[SHORT EXERCISE A]:
Select every line of the records that contains the word "instance". Case counts.

[TEXT SEGMENT]:
------------------------------------------------------------
Selena Gomez’s third album delves into heartbreak, bounce-back and learning to love yourself. A smooth transition for a singer reborn from her personal struggles with mental and physical health issues. If 2015’s Revival was the beginning of her journey to a mature post-Disney sound, then Rare is where the 27-year-old has finally completely let go of her past self.
Starting off with title-track, ‘Rare’ Selena begins unpacking her vulnerabilities smoothly before she delivers an early highlight in the form of low-key yet catchy dance track ‘Dance Again’. This upbeat, electro-pop number comes with a nicely packaged message of dancing through the pain – which comes with an extra layer of depth considering Gomez’s struggles with lupus.
Next comes the massive hit from last fall, ‘Lose You to Love Me’ which went onto become Gomez’s first Billboard No.1. This celestial, soul-searching ballad plays to Selena’s vocal strength- low, breathy and understated – highlighting an intimate, personable conversation about losing love yet finding yourself. With a similarly strong delivery comes her best performance in the form of muted ‘Vulnerable’ where her vocals shine with a confident assurance.
In contrast, auto-tuned, clubby offering, ‘Look At Her Now’ – from songwriting duo of Julia Michaels and Justin Tranter who only appear together in this album on ‘Lose You’ – reveals where she went wrong on ‘Rare’. While the sonics remain interesting, ‘Look At Her Now’ is an example of where Gomez’s wispy vocals just don’t work.
------------------------------------------------------------
[RECORDED DATA]:
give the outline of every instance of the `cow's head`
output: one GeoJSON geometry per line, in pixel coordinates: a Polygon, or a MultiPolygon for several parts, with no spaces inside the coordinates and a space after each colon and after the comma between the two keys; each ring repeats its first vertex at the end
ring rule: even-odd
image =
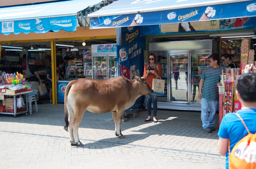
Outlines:
{"type": "Polygon", "coordinates": [[[136,76],[134,79],[139,83],[139,91],[138,92],[141,93],[142,95],[148,95],[154,93],[154,90],[149,86],[145,77],[136,76]]]}

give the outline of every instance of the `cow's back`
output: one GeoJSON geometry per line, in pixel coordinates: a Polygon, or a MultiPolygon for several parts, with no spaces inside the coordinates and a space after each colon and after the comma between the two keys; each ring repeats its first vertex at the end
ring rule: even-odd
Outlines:
{"type": "Polygon", "coordinates": [[[127,104],[130,98],[131,83],[123,76],[106,80],[79,79],[75,81],[68,99],[77,108],[101,113],[115,111],[119,105],[127,104]]]}

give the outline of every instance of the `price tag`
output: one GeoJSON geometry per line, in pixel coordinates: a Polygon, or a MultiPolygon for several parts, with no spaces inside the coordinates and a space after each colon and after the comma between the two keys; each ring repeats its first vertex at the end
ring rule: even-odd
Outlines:
{"type": "Polygon", "coordinates": [[[15,95],[15,90],[6,89],[6,94],[11,95],[15,95]]]}
{"type": "Polygon", "coordinates": [[[4,100],[5,97],[3,93],[0,93],[0,100],[4,100]]]}

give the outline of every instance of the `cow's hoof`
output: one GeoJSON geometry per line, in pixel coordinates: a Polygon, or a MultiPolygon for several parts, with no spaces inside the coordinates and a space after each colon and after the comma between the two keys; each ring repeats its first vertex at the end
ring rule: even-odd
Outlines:
{"type": "Polygon", "coordinates": [[[81,142],[79,142],[79,144],[78,144],[78,143],[77,143],[77,147],[83,147],[84,146],[84,145],[81,142]]]}
{"type": "Polygon", "coordinates": [[[121,136],[119,136],[118,138],[120,139],[124,139],[124,135],[122,134],[121,136]]]}
{"type": "Polygon", "coordinates": [[[72,145],[72,146],[77,146],[77,143],[75,143],[75,141],[70,141],[70,143],[71,143],[71,145],[72,145]]]}

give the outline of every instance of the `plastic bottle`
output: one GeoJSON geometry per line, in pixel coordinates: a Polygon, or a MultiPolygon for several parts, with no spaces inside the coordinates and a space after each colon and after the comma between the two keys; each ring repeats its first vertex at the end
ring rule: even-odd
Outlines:
{"type": "Polygon", "coordinates": [[[37,28],[37,30],[39,31],[44,32],[43,22],[39,19],[36,19],[35,20],[37,21],[35,22],[35,28],[37,28]]]}

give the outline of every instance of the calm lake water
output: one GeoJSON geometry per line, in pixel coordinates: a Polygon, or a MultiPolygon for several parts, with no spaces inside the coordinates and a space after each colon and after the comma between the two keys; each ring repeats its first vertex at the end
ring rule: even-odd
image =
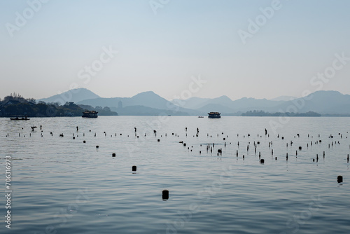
------------------------------------------------------------
[SHORT EXERCISE B]:
Answer these questions from the album review:
(i) Which song became Gomez's first Billboard No.1?
(ii) In what year was Revival released?
(iii) Which songwriting duo is behind 'Look At Her Now'?

[FULL ANSWER A]:
give the outline of every instance of the `cow's head`
give the outline of every instance of the `cow's back`
give the outline of every instance of the `price tag`
give the outline of every instance of the `cow's hoof`
give the outline of every instance of the `plastic bottle`
give the outline of every instance of the calm lake water

[FULL ANSWER B]:
(i) 'Lose You to Love Me'
(ii) 2015
(iii) Julia Michaels and Justin Tranter